### Exercise brief
Return the full material exactly.

-- start Information supplied --

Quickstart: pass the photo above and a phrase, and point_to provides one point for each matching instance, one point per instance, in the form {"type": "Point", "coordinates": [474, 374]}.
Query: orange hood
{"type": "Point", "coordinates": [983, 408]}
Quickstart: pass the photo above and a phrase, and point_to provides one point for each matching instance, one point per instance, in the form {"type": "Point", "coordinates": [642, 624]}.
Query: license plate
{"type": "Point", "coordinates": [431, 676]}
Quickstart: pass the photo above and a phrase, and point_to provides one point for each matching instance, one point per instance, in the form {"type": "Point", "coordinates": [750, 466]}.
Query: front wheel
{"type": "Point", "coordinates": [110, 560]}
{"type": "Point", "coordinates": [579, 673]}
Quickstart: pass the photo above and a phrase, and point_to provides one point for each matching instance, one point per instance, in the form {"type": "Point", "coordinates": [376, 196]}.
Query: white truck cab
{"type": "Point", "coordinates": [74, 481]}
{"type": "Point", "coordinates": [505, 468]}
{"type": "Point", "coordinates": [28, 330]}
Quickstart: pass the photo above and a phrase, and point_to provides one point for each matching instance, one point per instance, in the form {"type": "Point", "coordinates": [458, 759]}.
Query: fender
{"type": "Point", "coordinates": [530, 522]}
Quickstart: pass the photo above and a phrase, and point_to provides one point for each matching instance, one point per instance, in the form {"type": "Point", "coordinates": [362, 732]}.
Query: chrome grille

-- end Information supplied --

### Solution for this problem
Quickstart: pass the photo above and a phrase, and point_to provides one point for each matching instance, one point per instance, in the form {"type": "Point", "coordinates": [474, 374]}.
Query: orange hood
{"type": "Point", "coordinates": [983, 408]}
Quickstart: pass the photo above and a phrase, and point_to provides one point for each matching instance, one point per instance, in the form {"type": "Point", "coordinates": [642, 624]}.
Query: license plate
{"type": "Point", "coordinates": [431, 676]}
Quickstart: pass the photo above and a phrase, and point_to provides one point for each matching instance, one point per instance, in the form {"type": "Point", "coordinates": [750, 466]}.
Query: front wheel
{"type": "Point", "coordinates": [110, 560]}
{"type": "Point", "coordinates": [579, 673]}
Quickstart: pass the photo above and a phrase, and point_to provides one point for each matching instance, one point per instance, in the form {"type": "Point", "coordinates": [376, 196]}.
Query: white truck cab
{"type": "Point", "coordinates": [74, 481]}
{"type": "Point", "coordinates": [505, 468]}
{"type": "Point", "coordinates": [28, 330]}
Quickstart: pass the photo above and a phrase, and point_to provides one point for each matching instance, one point per instance, in the form {"type": "Point", "coordinates": [458, 759]}.
Query: fender
{"type": "Point", "coordinates": [530, 522]}
Quickstart: pass the photo above and a phrase, and point_to provides one point for each matching instance, one point per instance, in the form {"type": "Point", "coordinates": [362, 732]}.
Query: chrome grille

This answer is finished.